══ Passage shown
I am only partially joking about survival. Security is always the first and the last theme of the everyday work and life there. At this period of time, it is much worse, especially for a foreigner travelling alone.
I’m glad you’ve been to Palestine for three months, so you already have some experience in living and working outside Europe. However, Afghanistan is slightly different, a bit harder – until you get the hang of it.
The first thing you’d need to do is to find yourself a translator (man) wiling to travel with you. The rest of this email will elaborate why the translator is of key value for your journey. Seek a translator from the region where you would be heading:
Dari and Pashto are the two main languages spoken there, but it is not wise to take a Dari-speaker to a Pashtoon area, or vice versa. It is a heterogeneous people, with numerous ethnic groups: Pashtoons, Tadjiks, Uzbeks, Hazaras, Nooristanis, Baloochis, Turkmen, Kuchis, and more. Although nearly entire Afghanistan is Muslim, there are small enclaves of Sikhs, Hindus and Jews.

- Hazara women -
The Kuchis are nomads – fascinating folks. They travel on a north-south route, crossing the borders with Pakistan to the south and Uzbekistan to the north, and are renown smugglers of illegal goods, arms, opium and people.

- Kuchi caravan -
It is said, if you want to disappear, to hide in Afghanistan, join a Kuchi caravan. This concealment/transport service is paid. Although the country also offers other options how to disappear without a trace, unfortunately, most of them are irreversibly unsurvivable.
════
══ Extracted entries
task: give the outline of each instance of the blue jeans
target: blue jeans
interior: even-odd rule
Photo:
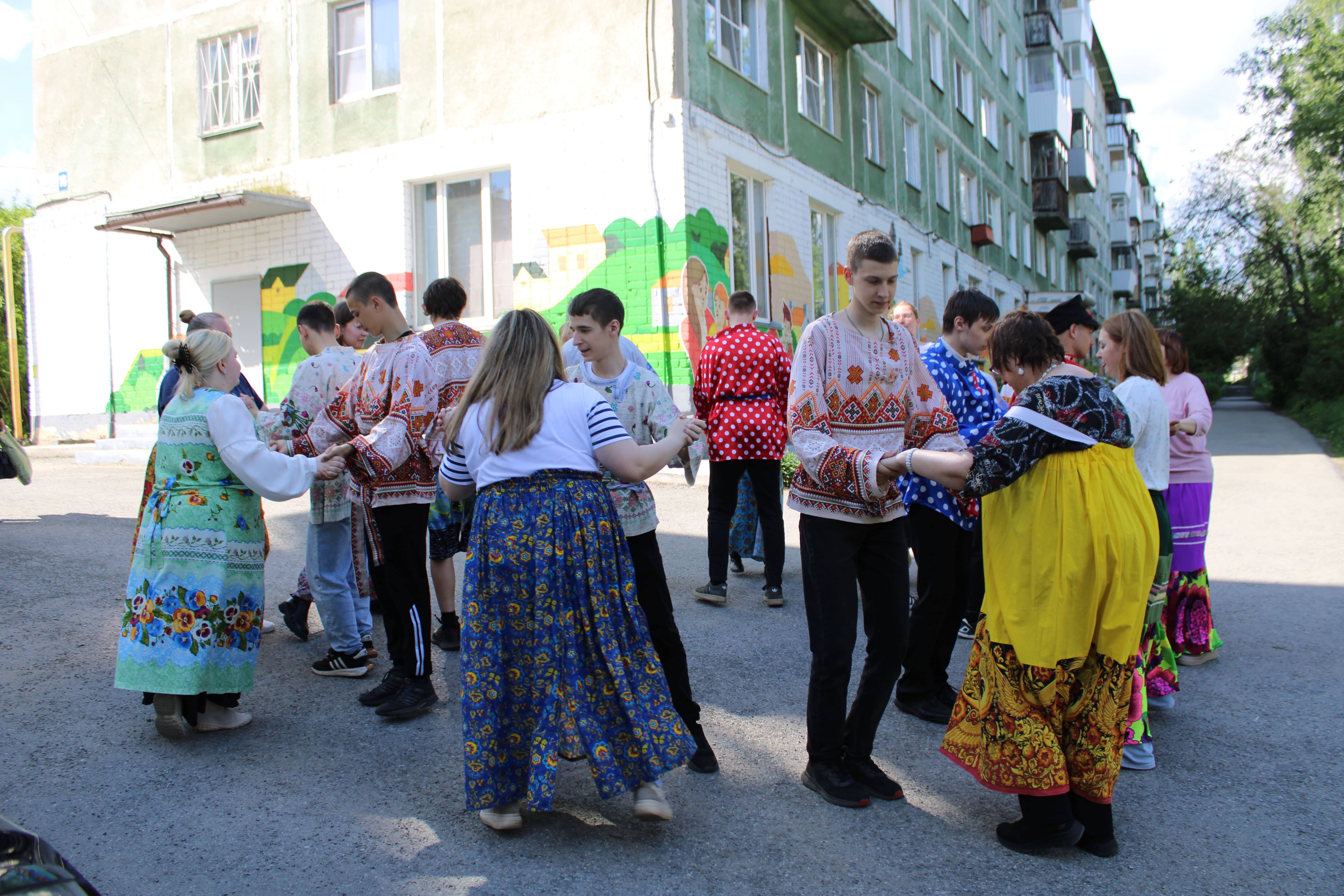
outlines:
[[[374,631],[374,617],[355,582],[349,525],[349,517],[308,524],[308,586],[332,650],[359,653]]]

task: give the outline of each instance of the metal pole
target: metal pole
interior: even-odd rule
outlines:
[[[22,227],[5,227],[0,231],[0,251],[4,253],[4,310],[5,337],[9,340],[9,410],[15,438],[23,438],[23,407],[19,404],[19,337],[15,334],[13,310],[13,265],[9,259],[9,235]]]

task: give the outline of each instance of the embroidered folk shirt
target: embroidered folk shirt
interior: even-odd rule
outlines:
[[[292,441],[306,433],[358,367],[359,355],[345,345],[332,345],[305,359],[294,368],[294,382],[280,408],[257,414],[257,433],[262,442]],[[328,481],[313,480],[313,488],[308,490],[310,523],[335,523],[349,516],[349,498],[345,497],[348,481],[348,473]]]
[[[784,457],[790,367],[784,343],[751,324],[706,343],[691,398],[707,423],[711,461]]]
[[[910,330],[883,326],[886,337],[871,340],[827,314],[802,332],[789,382],[789,438],[798,454],[789,506],[800,513],[895,520],[906,510],[895,480],[878,488],[882,455],[966,447]]]

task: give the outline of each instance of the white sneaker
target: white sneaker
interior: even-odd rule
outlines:
[[[644,821],[672,821],[672,803],[657,785],[640,785],[634,789],[634,817]]]
[[[238,712],[238,709],[231,707],[224,709],[207,700],[206,712],[196,713],[196,731],[227,731],[230,728],[242,728],[249,721],[251,721],[251,715]]]
[[[495,809],[482,809],[481,821],[495,830],[517,830],[523,826],[521,805],[515,799]]]
[[[181,697],[175,693],[155,695],[155,729],[169,740],[187,736],[187,720],[181,716]]]

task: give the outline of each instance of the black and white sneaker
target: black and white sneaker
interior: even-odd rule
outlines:
[[[327,658],[313,664],[313,672],[320,676],[359,678],[368,673],[368,653],[363,647],[359,649],[359,653],[328,649]]]

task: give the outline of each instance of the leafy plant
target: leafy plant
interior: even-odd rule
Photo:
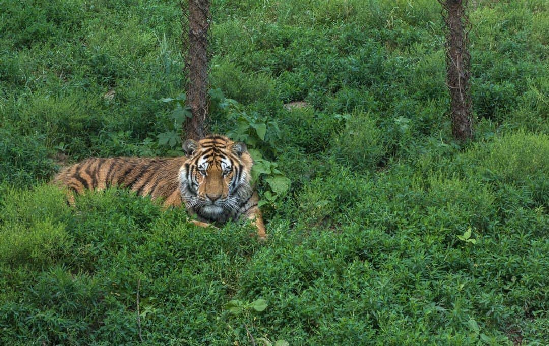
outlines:
[[[467,229],[467,230],[465,231],[463,235],[458,235],[457,239],[462,241],[464,241],[467,243],[471,243],[472,244],[476,244],[477,240],[471,237],[471,228],[469,227]]]
[[[250,303],[233,299],[225,305],[225,310],[231,315],[240,315],[251,310],[261,312],[267,308],[268,305],[267,300],[264,299],[257,299]]]

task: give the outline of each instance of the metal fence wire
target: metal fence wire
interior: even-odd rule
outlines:
[[[211,52],[208,42],[210,36],[211,0],[181,0],[182,53],[185,62],[187,81],[185,89],[187,105],[192,117],[183,124],[188,138],[199,139],[205,134],[204,123],[208,118],[209,98],[208,75]]]
[[[468,0],[438,0],[445,26],[446,85],[450,94],[452,132],[458,139],[473,137],[468,34],[472,25],[466,13]]]

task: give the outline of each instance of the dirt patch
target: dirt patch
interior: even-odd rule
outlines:
[[[292,101],[292,102],[284,104],[284,107],[289,111],[291,111],[294,108],[305,108],[308,106],[309,104],[305,101]]]

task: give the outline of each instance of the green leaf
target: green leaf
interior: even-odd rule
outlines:
[[[181,141],[181,138],[175,131],[167,131],[159,133],[156,137],[158,138],[159,144],[160,145],[169,144],[170,146],[172,148],[173,148],[176,143]]]
[[[267,300],[265,299],[256,299],[250,303],[250,306],[255,311],[262,311],[267,308]]]
[[[261,206],[264,206],[268,203],[268,202],[267,201],[265,201],[265,200],[260,200],[257,202],[257,208],[261,208]]]
[[[277,174],[265,180],[271,186],[273,192],[277,195],[283,195],[290,189],[292,181],[282,174]]]
[[[264,122],[260,122],[251,124],[251,126],[255,129],[255,132],[257,134],[257,137],[261,140],[264,140],[265,139],[265,133],[267,133],[267,125]]]
[[[244,302],[235,299],[227,303],[225,309],[228,310],[231,315],[239,315],[244,311]]]
[[[471,228],[469,227],[467,229],[467,230],[465,231],[465,233],[463,233],[463,237],[466,239],[469,239],[471,237]]]
[[[191,109],[188,107],[181,107],[178,105],[170,115],[171,118],[176,121],[178,126],[181,126],[187,118],[192,118]]]
[[[260,341],[262,343],[263,346],[272,346],[272,343],[265,338],[257,338],[256,340]]]
[[[225,98],[223,92],[219,88],[217,89],[210,89],[210,91],[208,92],[208,94],[210,94],[210,97],[212,101],[215,101],[217,103],[221,102]]]
[[[473,319],[470,319],[467,321],[467,324],[469,325],[469,328],[477,333],[478,333],[479,331],[480,330],[479,328],[478,324]]]
[[[492,338],[490,337],[486,334],[481,334],[480,339],[482,340],[483,342],[485,344],[490,344],[492,342]]]

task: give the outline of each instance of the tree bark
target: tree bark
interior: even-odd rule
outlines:
[[[462,141],[473,138],[470,58],[465,8],[467,0],[439,0],[447,12],[446,85],[450,90],[452,133]],[[444,10],[443,10],[444,11]],[[444,13],[443,13],[444,15]]]
[[[183,124],[187,138],[204,137],[204,123],[208,111],[208,29],[210,0],[189,0],[188,53],[186,66],[188,73],[187,104],[192,117]]]

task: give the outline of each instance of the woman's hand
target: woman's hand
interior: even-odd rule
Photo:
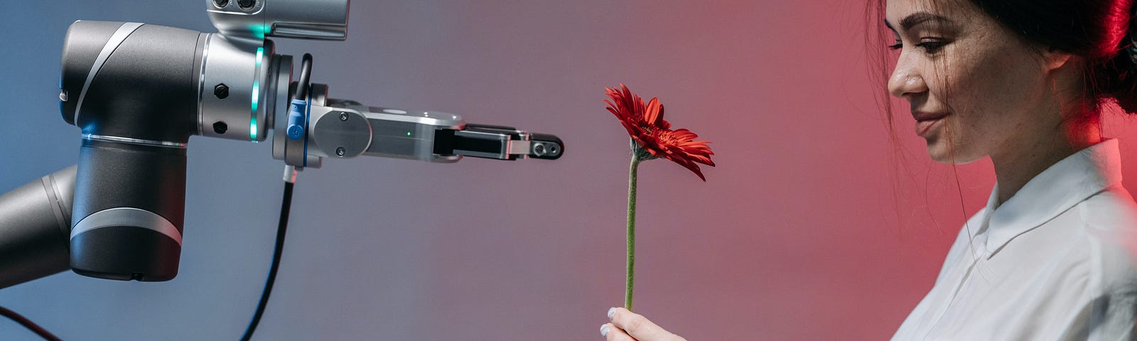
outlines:
[[[607,341],[687,341],[624,308],[608,309],[608,319],[612,323],[600,326],[600,335]]]

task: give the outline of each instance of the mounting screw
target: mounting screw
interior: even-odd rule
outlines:
[[[227,124],[221,120],[214,123],[214,132],[217,132],[218,134],[224,134],[225,131],[229,131]]]
[[[229,97],[229,85],[225,85],[225,83],[221,83],[217,84],[217,86],[214,86],[214,95],[216,95],[218,99],[225,99],[226,97]]]

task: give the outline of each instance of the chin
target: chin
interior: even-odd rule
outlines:
[[[941,140],[928,140],[928,157],[933,161],[941,164],[970,164],[978,160],[978,157],[972,157],[970,152],[966,152],[958,145],[955,147],[955,158],[952,157],[952,147]]]

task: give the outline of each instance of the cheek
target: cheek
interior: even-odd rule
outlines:
[[[948,65],[945,97],[971,130],[1009,128],[1038,99],[1039,72],[1023,51],[974,51]]]

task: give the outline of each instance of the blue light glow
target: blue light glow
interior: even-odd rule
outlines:
[[[257,141],[257,107],[260,102],[260,59],[265,57],[265,48],[257,48],[257,67],[252,75],[252,116],[249,117],[249,139]]]

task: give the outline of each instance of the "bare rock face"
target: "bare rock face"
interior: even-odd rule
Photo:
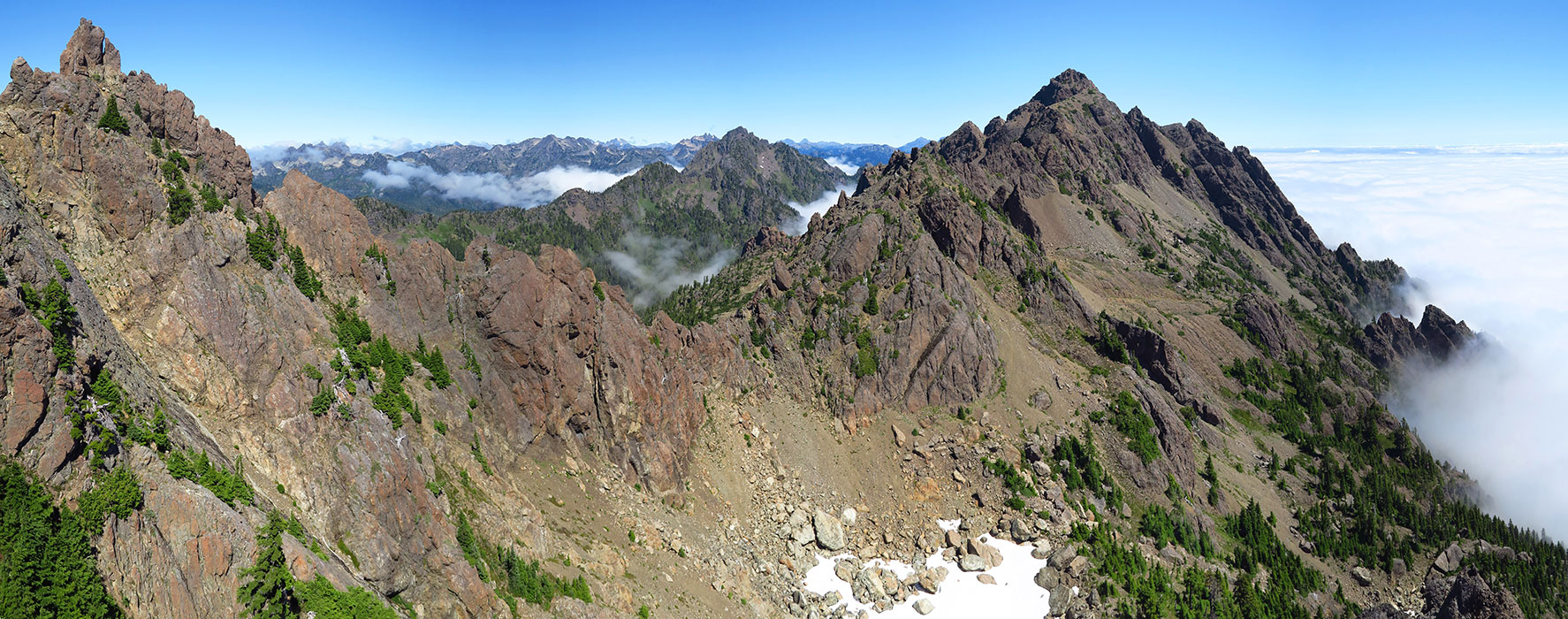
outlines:
[[[149,152],[160,139],[194,160],[191,185],[210,185],[227,202],[252,207],[245,149],[198,116],[180,91],[147,74],[121,74],[119,52],[102,28],[83,19],[60,67],[34,71],[19,58],[0,92],[0,108],[9,111],[0,114],[0,152],[33,199],[91,205],[110,240],[135,238],[168,210],[157,182],[160,161]],[[127,135],[97,129],[110,100],[118,102]]]
[[[103,36],[103,28],[82,19],[71,34],[66,50],[60,52],[61,75],[116,75],[119,74],[119,50]]]
[[[624,299],[599,301],[593,271],[566,249],[546,246],[538,259],[497,251],[491,260],[475,312],[510,378],[495,386],[506,393],[502,411],[525,420],[525,433],[590,433],[671,487],[704,414],[693,390],[699,375],[679,362],[682,329],[665,323],[649,334]],[[673,354],[651,349],[651,335]]]
[[[1107,317],[1107,320],[1116,329],[1123,343],[1127,345],[1127,351],[1138,359],[1138,365],[1149,371],[1149,378],[1154,382],[1165,387],[1181,406],[1192,406],[1204,422],[1212,425],[1221,423],[1218,409],[1203,396],[1203,393],[1209,392],[1207,384],[1181,359],[1176,346],[1171,346],[1160,334],[1142,326],[1115,317]],[[1176,425],[1181,425],[1179,418]]]
[[[1523,619],[1524,611],[1513,594],[1502,585],[1490,585],[1475,569],[1466,569],[1454,577],[1433,577],[1421,588],[1422,611],[1419,616],[1380,605],[1359,619]]]
[[[34,439],[52,434],[42,426],[53,375],[49,332],[27,313],[16,291],[0,290],[0,451],[5,454],[16,456]]]
[[[1308,349],[1306,335],[1295,326],[1295,321],[1284,313],[1272,298],[1261,293],[1250,293],[1236,302],[1237,320],[1262,340],[1265,353],[1303,353]]]
[[[1361,329],[1356,346],[1383,370],[1396,370],[1413,359],[1447,360],[1475,334],[1465,323],[1455,323],[1436,306],[1427,306],[1421,326],[1388,312]]]

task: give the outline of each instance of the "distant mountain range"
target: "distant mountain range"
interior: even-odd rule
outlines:
[[[343,143],[301,144],[278,157],[254,160],[259,194],[282,185],[298,169],[345,196],[376,199],[426,213],[459,208],[535,207],[564,190],[604,190],[616,177],[663,161],[682,168],[717,136],[706,133],[673,144],[633,146],[624,139],[524,139],[500,146],[444,144],[403,154],[354,152]],[[604,172],[593,177],[561,172]]]
[[[267,194],[298,169],[312,180],[350,197],[375,197],[419,213],[535,207],[566,190],[602,191],[615,180],[663,161],[685,168],[712,133],[677,143],[632,144],[627,139],[524,139],[500,146],[442,144],[401,154],[356,152],[343,143],[292,146],[278,155],[252,155],[254,186]],[[894,150],[928,144],[919,138],[903,146],[844,144],[782,139],[803,155],[826,160],[845,174],[887,163]],[[597,174],[585,174],[597,172]]]
[[[483,235],[524,252],[569,248],[601,279],[626,288],[633,306],[648,307],[717,273],[759,229],[800,218],[790,202],[811,202],[853,180],[745,127],[682,144],[695,139],[704,144],[682,169],[651,161],[602,191],[569,188],[535,208],[420,215],[390,199],[362,196],[354,204],[378,232],[431,238],[455,259]]]
[[[911,143],[894,147],[887,144],[842,144],[842,143],[815,143],[811,139],[781,139],[784,144],[793,146],[804,155],[822,157],[829,163],[844,168],[859,169],[864,166],[875,166],[887,163],[887,157],[892,157],[894,150],[909,152],[909,149],[917,149],[920,146],[930,144],[927,138],[916,138]],[[845,169],[848,171],[848,169]]]

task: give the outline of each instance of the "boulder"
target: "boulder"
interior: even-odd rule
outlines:
[[[817,531],[817,545],[822,545],[823,550],[844,550],[848,545],[848,539],[844,538],[844,523],[839,519],[818,509],[811,520]]]
[[[1449,544],[1435,559],[1432,559],[1432,569],[1443,574],[1454,574],[1460,569],[1460,561],[1465,559],[1465,550],[1460,548],[1458,542]]]
[[[1046,591],[1055,589],[1057,585],[1062,585],[1062,572],[1051,566],[1041,567],[1040,572],[1035,572],[1035,585]]]

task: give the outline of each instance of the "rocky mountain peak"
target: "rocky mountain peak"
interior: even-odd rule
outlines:
[[[66,50],[60,52],[60,74],[118,75],[119,50],[103,34],[103,28],[93,25],[91,19],[83,17],[82,24],[77,25],[77,31],[71,34]]]
[[[1068,69],[1063,71],[1060,75],[1052,77],[1051,83],[1047,83],[1044,88],[1040,89],[1040,92],[1035,94],[1033,100],[1038,100],[1044,105],[1052,105],[1066,99],[1073,99],[1083,92],[1099,92],[1099,88],[1096,88],[1094,83],[1088,80],[1088,75],[1083,75],[1074,69]]]
[[[751,133],[751,130],[748,130],[746,127],[731,129],[729,133],[724,133],[724,136],[718,138],[718,139],[720,141],[740,141],[740,139],[745,139],[748,143],[764,141],[762,138],[757,138],[756,133]]]

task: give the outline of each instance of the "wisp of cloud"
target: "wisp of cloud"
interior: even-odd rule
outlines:
[[[806,226],[811,224],[811,216],[826,213],[828,208],[831,208],[834,204],[839,204],[839,193],[853,194],[855,185],[834,186],[828,191],[823,191],[820,197],[806,204],[790,202],[789,205],[790,208],[795,208],[797,216],[787,221],[781,221],[779,229],[784,230],[784,233],[793,237],[806,233]]]
[[[513,179],[497,172],[442,174],[430,166],[389,161],[386,172],[367,169],[364,179],[379,190],[406,190],[419,182],[447,199],[477,199],[503,207],[532,208],[554,201],[572,188],[604,191],[633,172],[615,174],[575,166],[557,166],[539,174]]]
[[[1490,335],[1496,346],[1396,378],[1391,411],[1480,481],[1488,509],[1568,538],[1568,147],[1258,157],[1325,243],[1392,257]]]
[[[632,290],[629,293],[632,295],[632,307],[637,309],[662,301],[682,285],[718,274],[737,255],[734,249],[717,251],[709,255],[702,268],[691,271],[681,266],[681,257],[693,248],[688,240],[654,238],[627,232],[621,241],[626,248],[624,252],[607,251],[604,257],[616,273],[630,281]]]

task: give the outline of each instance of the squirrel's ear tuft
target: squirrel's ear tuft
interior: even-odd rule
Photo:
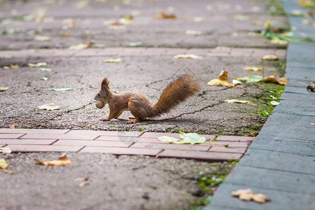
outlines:
[[[107,78],[105,77],[103,80],[102,81],[102,90],[109,90],[109,87],[108,85],[109,84],[109,81],[108,80]]]

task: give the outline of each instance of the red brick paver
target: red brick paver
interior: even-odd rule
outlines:
[[[14,152],[60,151],[142,155],[223,161],[239,160],[254,137],[201,135],[201,144],[175,144],[158,136],[180,138],[179,134],[67,130],[0,129],[0,147]]]

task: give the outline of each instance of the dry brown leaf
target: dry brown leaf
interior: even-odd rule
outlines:
[[[6,91],[8,89],[8,88],[1,88],[0,87],[0,92]]]
[[[86,43],[79,43],[69,47],[70,50],[83,50],[87,48],[95,43],[93,40],[89,41]]]
[[[289,42],[288,41],[281,40],[277,37],[274,37],[270,41],[270,43],[277,45],[287,45]]]
[[[231,195],[238,197],[241,200],[253,200],[258,203],[265,203],[270,201],[270,199],[264,194],[254,194],[251,189],[240,189],[236,191],[232,191],[231,192]]]
[[[210,86],[223,86],[223,87],[234,87],[236,85],[229,83],[227,79],[227,71],[222,70],[217,79],[213,79],[208,82],[208,85]]]
[[[201,59],[201,56],[198,56],[193,54],[180,54],[174,56],[174,58],[190,58],[190,59]]]
[[[41,110],[57,110],[57,109],[60,109],[60,106],[55,105],[55,104],[52,103],[52,104],[43,104],[41,106],[39,106],[39,107],[37,107],[37,109],[41,109]]]
[[[244,67],[244,68],[243,68],[243,69],[244,69],[244,70],[250,70],[250,71],[261,71],[261,70],[262,70],[262,68],[260,68],[260,67],[255,67],[255,66],[248,66],[248,67]]]
[[[6,159],[0,159],[0,169],[4,169],[8,167]]]
[[[176,19],[175,14],[166,14],[164,12],[159,12],[156,15],[153,17],[154,19]]]
[[[288,84],[288,80],[289,79],[287,78],[280,78],[278,74],[275,72],[274,75],[266,76],[265,78],[262,78],[262,81],[264,83],[276,83],[280,85],[286,85]]]
[[[257,203],[265,203],[270,201],[270,199],[262,193],[254,194],[253,196],[253,200]]]
[[[265,60],[276,60],[279,59],[278,57],[276,55],[266,55],[262,57],[263,59]]]
[[[68,159],[66,154],[63,154],[58,160],[53,161],[41,161],[37,158],[34,159],[34,161],[39,162],[39,164],[44,165],[62,165],[62,164],[71,164],[71,160]]]
[[[39,62],[39,63],[36,63],[36,64],[29,63],[28,65],[30,67],[40,67],[40,66],[47,66],[47,63],[46,62]]]

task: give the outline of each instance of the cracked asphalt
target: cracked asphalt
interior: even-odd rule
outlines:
════
Summarize the advice on traveling in Afghanistan in two sentences. Work only from the text; the listing is not needed.

- Worked solution -
Security dominates daily life and work in Afghanistan and is currently much worse for a foreigner traveling alone, so the first thing to do is find a male translator from the region being visited. The country is ethnically diverse, with Dari and Pashto as its two main languages, and its Kuchi nomads, known smugglers, are said to offer paid concealment to anyone who wants to disappear.